- **Written task**
Copy the lines below word for word, starting with the line that contains "label the orange" and continuing through the last line.

- **Dataset excerpts**

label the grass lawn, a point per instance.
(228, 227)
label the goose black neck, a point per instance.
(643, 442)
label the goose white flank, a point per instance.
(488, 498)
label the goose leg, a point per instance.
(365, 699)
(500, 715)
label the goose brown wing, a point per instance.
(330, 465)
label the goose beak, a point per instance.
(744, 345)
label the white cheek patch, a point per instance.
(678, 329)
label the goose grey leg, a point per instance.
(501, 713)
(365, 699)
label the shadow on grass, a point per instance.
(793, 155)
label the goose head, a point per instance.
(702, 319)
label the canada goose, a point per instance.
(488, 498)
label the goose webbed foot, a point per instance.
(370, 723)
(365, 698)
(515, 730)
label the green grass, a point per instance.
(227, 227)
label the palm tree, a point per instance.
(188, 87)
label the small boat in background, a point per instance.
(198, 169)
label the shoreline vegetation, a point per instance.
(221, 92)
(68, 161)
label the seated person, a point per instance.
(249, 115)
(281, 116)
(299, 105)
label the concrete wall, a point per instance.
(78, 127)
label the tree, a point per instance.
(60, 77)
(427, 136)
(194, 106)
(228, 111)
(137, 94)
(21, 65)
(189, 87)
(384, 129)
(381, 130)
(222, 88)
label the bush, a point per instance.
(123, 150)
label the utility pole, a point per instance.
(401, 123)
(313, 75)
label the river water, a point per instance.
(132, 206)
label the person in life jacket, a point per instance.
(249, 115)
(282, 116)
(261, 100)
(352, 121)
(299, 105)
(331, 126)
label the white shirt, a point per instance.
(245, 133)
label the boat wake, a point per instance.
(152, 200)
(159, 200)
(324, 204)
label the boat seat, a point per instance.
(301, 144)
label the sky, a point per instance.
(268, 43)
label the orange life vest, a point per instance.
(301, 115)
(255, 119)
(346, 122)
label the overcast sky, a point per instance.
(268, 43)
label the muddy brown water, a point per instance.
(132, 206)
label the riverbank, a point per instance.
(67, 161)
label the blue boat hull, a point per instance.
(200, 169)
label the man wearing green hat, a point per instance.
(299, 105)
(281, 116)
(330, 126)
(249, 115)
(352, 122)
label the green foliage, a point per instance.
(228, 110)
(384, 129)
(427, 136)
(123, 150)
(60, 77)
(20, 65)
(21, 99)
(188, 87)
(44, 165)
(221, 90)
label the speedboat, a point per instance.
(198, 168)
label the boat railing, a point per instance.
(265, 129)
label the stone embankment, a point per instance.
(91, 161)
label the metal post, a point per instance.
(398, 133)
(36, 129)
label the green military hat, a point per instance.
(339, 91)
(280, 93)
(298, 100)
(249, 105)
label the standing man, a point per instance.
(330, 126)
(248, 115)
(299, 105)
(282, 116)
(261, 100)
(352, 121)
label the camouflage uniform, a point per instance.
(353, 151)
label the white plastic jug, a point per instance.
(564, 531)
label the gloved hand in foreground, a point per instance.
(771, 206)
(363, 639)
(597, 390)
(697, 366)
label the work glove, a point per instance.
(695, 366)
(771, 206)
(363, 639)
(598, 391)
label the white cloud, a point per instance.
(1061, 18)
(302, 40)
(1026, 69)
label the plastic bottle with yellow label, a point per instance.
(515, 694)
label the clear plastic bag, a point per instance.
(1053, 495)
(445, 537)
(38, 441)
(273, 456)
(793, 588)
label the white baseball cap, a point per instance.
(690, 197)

- **Exercise solution**
label the orange life vest, a point per instance.
(301, 115)
(255, 119)
(346, 122)
label the overcast sky, a point per instance.
(268, 43)
label the muddy brown water, a point per instance.
(132, 206)
label the riverbank, a point per instance.
(67, 161)
label the blue boat hull, a point per instance.
(200, 169)
label the man wearing green hat, a point per instance.
(299, 105)
(281, 116)
(330, 126)
(249, 115)
(352, 122)
label the green foliage, a point per instance.
(228, 110)
(384, 129)
(427, 136)
(123, 150)
(60, 77)
(20, 65)
(21, 99)
(188, 87)
(44, 165)
(221, 90)
label the speedboat, a point per instance.
(198, 168)
label the boat railing, a point per instance.
(265, 129)
label the stone embankment, a point per instance.
(91, 161)
label the metal post, a point per instance.
(398, 133)
(36, 129)
label the green military hat, a point per instance.
(339, 91)
(280, 93)
(298, 100)
(249, 105)
label the standing man, a point per instance.
(330, 126)
(248, 115)
(299, 105)
(282, 116)
(261, 100)
(352, 121)
label the camouflage uniform, a point per instance.
(353, 151)
label the white plastic jug, a point per instance.
(564, 531)
label the gloved hand in foreground, a point per instance.
(771, 206)
(363, 639)
(597, 390)
(697, 366)
label the work glove, a point per instance.
(695, 366)
(771, 206)
(363, 639)
(598, 391)
label the white cloud, a point per instance.
(1061, 18)
(302, 40)
(1026, 69)
label the plastic bottle with yellow label, a point per instance.
(515, 694)
label the clear plastic bag, a point per instance.
(1053, 495)
(445, 537)
(38, 441)
(273, 456)
(793, 588)
label the white baseball cap, a point per instance.
(690, 197)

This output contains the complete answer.